## Stored entries
────────────────────────────────────────
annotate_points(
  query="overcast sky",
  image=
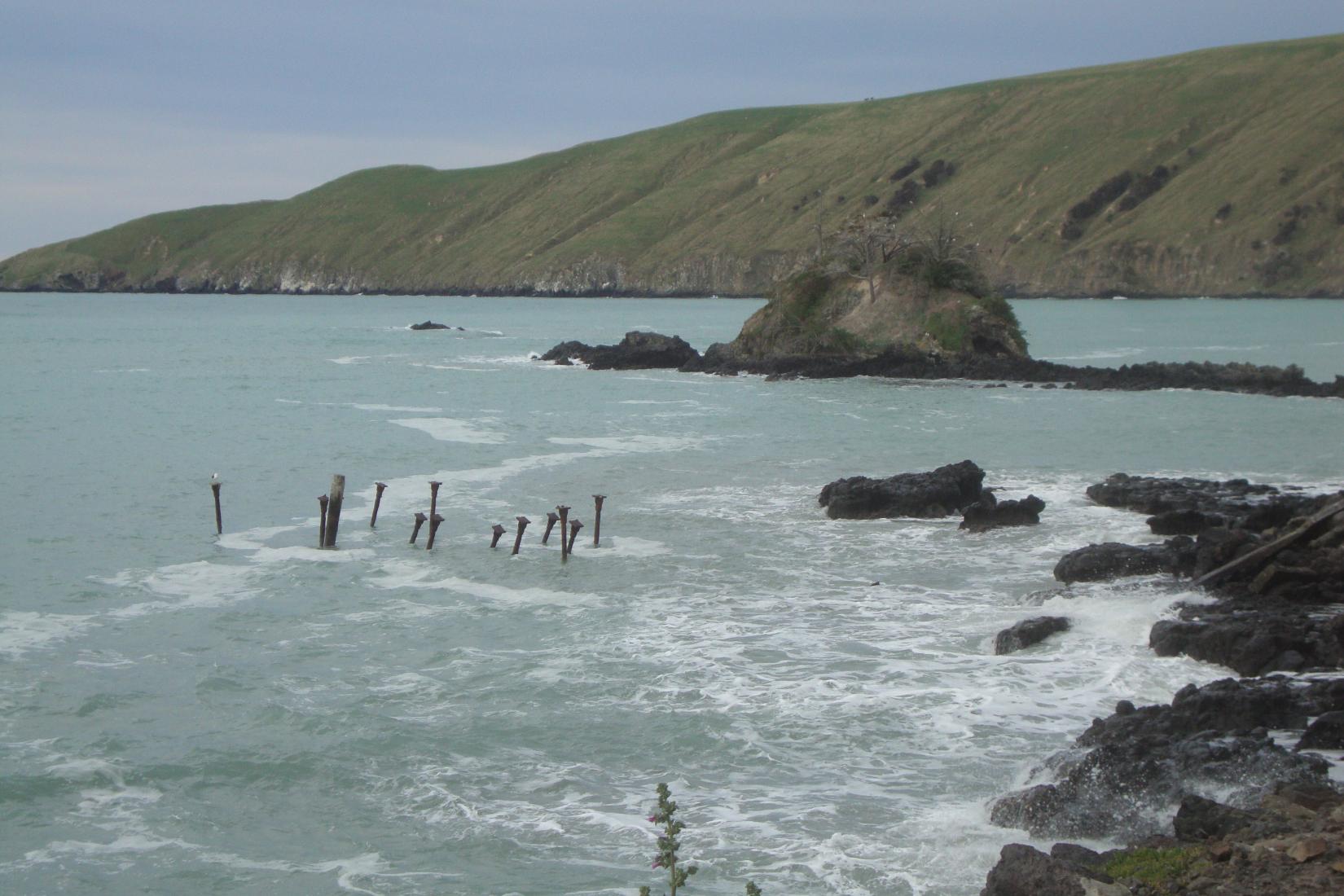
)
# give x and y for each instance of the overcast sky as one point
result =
────────────────────────────────────────
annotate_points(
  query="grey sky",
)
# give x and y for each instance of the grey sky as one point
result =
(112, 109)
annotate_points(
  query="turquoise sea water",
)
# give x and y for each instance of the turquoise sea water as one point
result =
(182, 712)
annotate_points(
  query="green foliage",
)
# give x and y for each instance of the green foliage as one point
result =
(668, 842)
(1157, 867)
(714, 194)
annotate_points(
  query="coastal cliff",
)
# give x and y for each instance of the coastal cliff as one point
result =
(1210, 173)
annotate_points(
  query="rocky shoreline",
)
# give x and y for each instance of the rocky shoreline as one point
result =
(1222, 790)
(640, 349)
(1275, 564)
────────────────────────────────────────
## ABOUT THIS TASK
Could you tally the lines in the data that contain the string "shoreline" and answer with the number alone?

## PROBLEM SOLUTION
2